> _Text_
The ex-Good Morning Britain host was cleared earlier this week by media regulator Ofcom after a record 58,000 complaints about his less-than-flattering comments about the Duchess of Sussex.
The morning after her and Prince Harry’s interview with Oprah Winfrey was aired, Morgan dismissed the Duchess’s claims of cruelty by the Royal Family, saying, among other unflattering things, that he didn’t believe “a word she said”.
Uproar followed as mental health campaigners and viewers rushed to complain about Morgan’s words. The Duchess of Sussex also made a formal complaint, and within hours Morgan had lost his job.
In a carefully worded, finely balanced response published on Wednesday, Ofcom argued that Piers Morgan was “entitled to say he disbelieved the Duke and Duchess of Sussex’s allegations”. It went on, “the restriction of such views would, in our view, be an unwarranted and chilling restriction on freedom of expression both of the broadcaster and the audience”.
Piers Morgan was understandably jubilant, describing the ruling as “a resounding victory for free speech”. And he’s right. Regardless of what you think about his combative style, Morgan is entitled to express his opinion.
As the campaign group Index on Censorship states on its website, the right to free expression is “vital to humanity and the foundation of a free society… essential for other rights like freedom of conscience. Without free expression, ideas cannot be tested. Without free expression, individuals cannot make informed decisions.”
But while Morgan celebrated his victory for human rights, elsewhere across the world people were finding theirs under attack. In a not unexpected move, a senior Taliban representative told the BBC that there “may not be” any women in Afghanistan’s new cabinet or senior government jobs, but he conceded that women will be allowed to work in more junior roles. Before US and UK troops pulled out last month, nearly half of all government employees were female.
The Taliban’s grudging concession to equality could be considered as progress since they were last in power two decades ago. In 1996, the Taliban regime decreed that all women should be banned from employment of any kind, girls could not attend school, and women were not allowed to appear on TV or radio. Only time will tell if the bearded misogynists have mellowed in their approach to women’s human rights. I, for one, am not hopeful.
One of the most worrying developments in global human rights happened earlier this week, when the world’s second biggest economy, China, began a crackdown on celebrity culture in its government’s latest drive towards “common prosperity”. The Communist Party’s Central Commission for Discipline Inspection says it is time to “turn the page on popular celebrities” because they bring “chaos to the internet” and have an “ill impact on web users, especially the young people”.
At least one hugely popular actress, Zhao Wei, is thought to have fled to France after her work began to disappear from major video sites. Internet regulators have been ordered to take down all charts which feature individual performers, and “effeminate” men have been banned from appearing on TV and streaming platforms.
It seems that the Chinese government thinks that pop stars in make-up are a bad influence on the country’s youth. And in a move that would shock British children to the very core of their being, a government edict just issued says that Chinese youngsters can only play video games three hours a week, and never on a school day. At least one giant online games company has announced it will use facial recognition technology to enforce the rule.
In what some Chinese intellectuals fear is a second cultural revolution, President Xi seems determined to reverse the progress his country has made in recent years, all in the name of socialism and equality.
But perhaps the most harrowing breach of human rights came this week, not from fundamentalist warlords or totalitarian communists, but from the land of the free.

[Saved entries]
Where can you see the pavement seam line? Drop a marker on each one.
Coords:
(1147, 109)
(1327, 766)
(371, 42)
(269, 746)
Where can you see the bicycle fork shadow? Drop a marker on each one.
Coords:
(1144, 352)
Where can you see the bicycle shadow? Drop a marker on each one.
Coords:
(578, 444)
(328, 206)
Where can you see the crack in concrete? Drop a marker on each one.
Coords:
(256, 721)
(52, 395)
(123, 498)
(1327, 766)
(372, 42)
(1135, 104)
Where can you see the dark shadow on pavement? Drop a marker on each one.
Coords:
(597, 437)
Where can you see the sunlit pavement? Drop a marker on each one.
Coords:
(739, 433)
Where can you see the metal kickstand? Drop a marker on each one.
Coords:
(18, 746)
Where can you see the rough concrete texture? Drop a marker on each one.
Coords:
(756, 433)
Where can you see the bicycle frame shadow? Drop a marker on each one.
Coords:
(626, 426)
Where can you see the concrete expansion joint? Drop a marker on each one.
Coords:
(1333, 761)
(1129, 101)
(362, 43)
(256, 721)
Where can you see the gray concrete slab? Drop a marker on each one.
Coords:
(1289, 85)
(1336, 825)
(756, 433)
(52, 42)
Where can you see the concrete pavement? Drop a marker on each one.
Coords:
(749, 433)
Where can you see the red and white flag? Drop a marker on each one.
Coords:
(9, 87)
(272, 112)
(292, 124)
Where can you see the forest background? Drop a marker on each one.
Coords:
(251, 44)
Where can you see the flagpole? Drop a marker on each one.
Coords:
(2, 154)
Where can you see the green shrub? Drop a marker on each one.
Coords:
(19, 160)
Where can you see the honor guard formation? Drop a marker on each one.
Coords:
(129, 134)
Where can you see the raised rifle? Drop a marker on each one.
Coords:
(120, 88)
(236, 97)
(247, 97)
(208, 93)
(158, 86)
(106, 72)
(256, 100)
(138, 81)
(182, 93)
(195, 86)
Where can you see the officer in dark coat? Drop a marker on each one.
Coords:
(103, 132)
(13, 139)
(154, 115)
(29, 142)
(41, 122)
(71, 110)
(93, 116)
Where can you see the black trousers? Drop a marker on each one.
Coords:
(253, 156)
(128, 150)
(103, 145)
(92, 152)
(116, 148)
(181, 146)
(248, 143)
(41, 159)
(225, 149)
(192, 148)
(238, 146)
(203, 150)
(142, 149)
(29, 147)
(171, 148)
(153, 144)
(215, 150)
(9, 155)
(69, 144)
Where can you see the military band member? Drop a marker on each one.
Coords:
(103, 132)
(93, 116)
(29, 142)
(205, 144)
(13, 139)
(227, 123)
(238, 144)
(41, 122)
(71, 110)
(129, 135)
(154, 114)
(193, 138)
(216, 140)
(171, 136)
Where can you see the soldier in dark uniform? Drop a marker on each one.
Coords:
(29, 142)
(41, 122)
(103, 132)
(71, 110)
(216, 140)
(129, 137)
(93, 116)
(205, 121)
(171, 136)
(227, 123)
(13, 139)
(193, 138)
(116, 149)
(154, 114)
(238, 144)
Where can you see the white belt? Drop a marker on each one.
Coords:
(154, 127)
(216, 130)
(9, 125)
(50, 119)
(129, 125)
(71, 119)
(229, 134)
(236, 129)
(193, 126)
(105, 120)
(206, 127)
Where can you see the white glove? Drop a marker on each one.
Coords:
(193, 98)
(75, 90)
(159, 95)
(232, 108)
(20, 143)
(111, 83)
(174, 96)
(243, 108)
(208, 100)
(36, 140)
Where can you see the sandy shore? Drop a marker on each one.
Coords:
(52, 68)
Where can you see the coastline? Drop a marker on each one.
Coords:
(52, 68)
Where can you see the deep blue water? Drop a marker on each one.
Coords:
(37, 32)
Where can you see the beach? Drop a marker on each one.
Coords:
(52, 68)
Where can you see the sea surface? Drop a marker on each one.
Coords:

> _Things to do_
1. Under the new edict described in the human rights commentary, how much time may Chinese youngsters spend playing video games?
2. Reproduce the passage of the human rights commentary starting with "The ex-Good Morning" and going on through "lost his job.".

> _Answers for each item_
1. Three hours a week, and never on a school day.

2.
The ex-Good Morning Britain host was cleared earlier this week by media regulator Ofcom after a record 58,000 complaints about his less-than-flattering comments about the Duchess of Sussex.
The morning after her and Prince Harry’s interview with Oprah Winfrey was aired, Morgan dismissed the Duchess’s claims of cruelty by the Royal Family, saying, among other unflattering things, that he didn’t believe “a word she said”.
Uproar followed as mental health campaigners and viewers rushed to complain about Morgan’s words. The Duchess of Sussex also made a formal complaint, and within hours Morgan had lost his job.